+++ Source excerpt +++

In Kotsopoulos v. Toronto (City) (Ont CA, 2026) the Ontario Court of Appeal allowed a plaintiff's appeal, this brought against the granting of the defendant's partial summary judgment motion in a municipal liability case:
[7] We note that the motion judge delivered his reasons before this court’s decision in Bello. However, we focus on the motion judge’s analysis of whether it was appropriate to grant partial summary judgment. We conclude that the motion judge erred in granting partial summary judgment.

[8] The motion judge gave the following reasons on the issue of whether partial summary judgment was appropriate:
Given the direction by the Court of Appeal limiting partial summary judgment, I would not have permitted the motion to be scheduled had it appeared before me in Civil Practice Court. I would have applied the three part test under Malik v. Attia, 2020 ONCA 787 (at paragraph 62) to conclude the termination of this issue would possibly “prove cheaper” only to the City of Toronto. Similar, the only party that may get its case “in and out of the court system more quickly” is the City of Toronto. In order to ensure no risk of “inconsistent findings by the multiple judges who will touch this divided case” I would have urged the City to serve a formal Rule 49 Offer to Settle and make its submissions at trial.

+++ Dataset content +++

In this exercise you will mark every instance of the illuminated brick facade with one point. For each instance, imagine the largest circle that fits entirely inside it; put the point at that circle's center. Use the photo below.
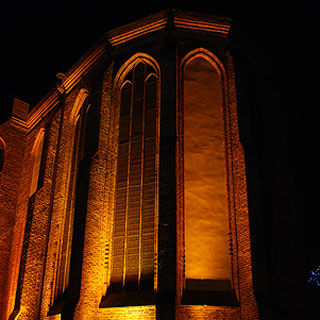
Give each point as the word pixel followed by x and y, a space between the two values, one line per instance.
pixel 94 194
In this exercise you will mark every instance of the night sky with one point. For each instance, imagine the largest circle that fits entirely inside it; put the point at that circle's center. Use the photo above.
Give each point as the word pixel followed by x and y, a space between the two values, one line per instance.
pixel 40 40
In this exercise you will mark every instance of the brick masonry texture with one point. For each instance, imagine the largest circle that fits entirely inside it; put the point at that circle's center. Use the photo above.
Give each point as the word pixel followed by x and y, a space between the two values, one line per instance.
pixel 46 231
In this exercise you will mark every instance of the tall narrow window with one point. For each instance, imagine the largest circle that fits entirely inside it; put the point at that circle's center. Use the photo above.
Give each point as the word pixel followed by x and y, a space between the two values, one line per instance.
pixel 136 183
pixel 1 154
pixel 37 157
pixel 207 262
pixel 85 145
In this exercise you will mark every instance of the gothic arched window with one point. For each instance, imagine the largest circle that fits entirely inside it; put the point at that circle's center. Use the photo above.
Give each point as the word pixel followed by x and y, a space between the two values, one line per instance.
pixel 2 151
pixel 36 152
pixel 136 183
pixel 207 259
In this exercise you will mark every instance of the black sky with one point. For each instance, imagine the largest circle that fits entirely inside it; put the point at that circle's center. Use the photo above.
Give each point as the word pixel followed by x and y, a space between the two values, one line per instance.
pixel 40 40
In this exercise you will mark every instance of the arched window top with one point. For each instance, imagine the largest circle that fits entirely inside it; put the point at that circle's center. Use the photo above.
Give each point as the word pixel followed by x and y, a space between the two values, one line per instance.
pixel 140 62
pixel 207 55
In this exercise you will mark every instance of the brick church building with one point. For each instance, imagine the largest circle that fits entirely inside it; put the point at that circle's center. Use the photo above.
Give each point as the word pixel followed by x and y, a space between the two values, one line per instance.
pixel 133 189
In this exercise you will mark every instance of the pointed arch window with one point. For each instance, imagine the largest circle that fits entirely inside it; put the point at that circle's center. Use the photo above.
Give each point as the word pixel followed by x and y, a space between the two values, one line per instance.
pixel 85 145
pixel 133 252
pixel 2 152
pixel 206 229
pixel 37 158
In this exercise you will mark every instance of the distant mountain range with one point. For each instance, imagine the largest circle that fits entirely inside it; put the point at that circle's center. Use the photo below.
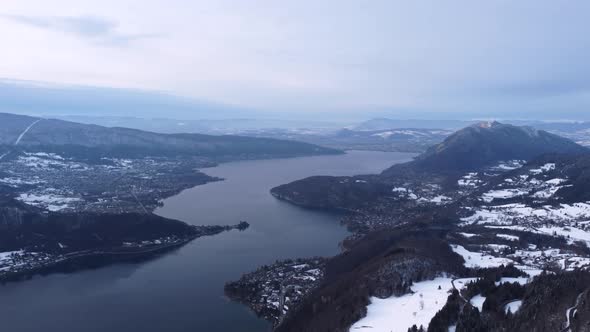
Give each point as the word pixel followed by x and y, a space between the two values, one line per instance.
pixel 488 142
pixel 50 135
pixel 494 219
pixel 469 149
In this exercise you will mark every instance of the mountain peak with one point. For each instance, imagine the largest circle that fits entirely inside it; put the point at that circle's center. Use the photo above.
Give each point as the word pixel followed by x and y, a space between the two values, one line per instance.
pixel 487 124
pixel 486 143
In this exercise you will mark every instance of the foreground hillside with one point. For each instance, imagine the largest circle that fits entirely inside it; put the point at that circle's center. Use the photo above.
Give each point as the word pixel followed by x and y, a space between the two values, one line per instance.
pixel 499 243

+++

Things to do
1: In the Kotsopoulos appeal excerpt, rewrite the paragraph beginning "[7] We note that the motion judge" as a short bulleted list that keeps its main facts.
2: According to the Kotsopoulos appeal excerpt, which case supplies the three-part test that the motion judge says he would have applied?
3: Continue the Kotsopoulos appeal excerpt from its last sentence.

Solved problems
1:
- The motion judge gave his reasons before the court's decision in Bello.
- The court focuses on his analysis of whether partial summary judgment was appropriate.
- The court concludes that he erred in granting partial summary judgment.

2: Malik v. Attia, 2020 ONCA 787 (at paragraph 62).

3:
However, having secured the date and having incurred the time and expense of preparation, I reluctantly heard this motion.
[9] We agree with the motion judge’s conclusion, applying the factors in Malik v. Atia, 2020 ONCA 787, at para. 62, that this case was not appropriate for partial summary judgment, for the reasons he outlined. However, having reached that conclusion, the motion judge ought to have dismissed the motion for partial summary judgment. In the face of finding that the Malik factors weighed against granting partial summary judgment, the motion judge erred in deciding the motion because it had been scheduled.

[10] We acknowledge that the judge presiding in Civil Practice Court when the motion was scheduled adverted to the fact that the motion was for partial summary judgment, “in the sense that the action would continue against the other defendants”. However, the Civil Practice Court judge did not do a full Malik analysis. Nor could he have. The evidentiary record for the summary judgment motion had not been filed at the time of the Civil Practice Court appearance when the motion was scheduled.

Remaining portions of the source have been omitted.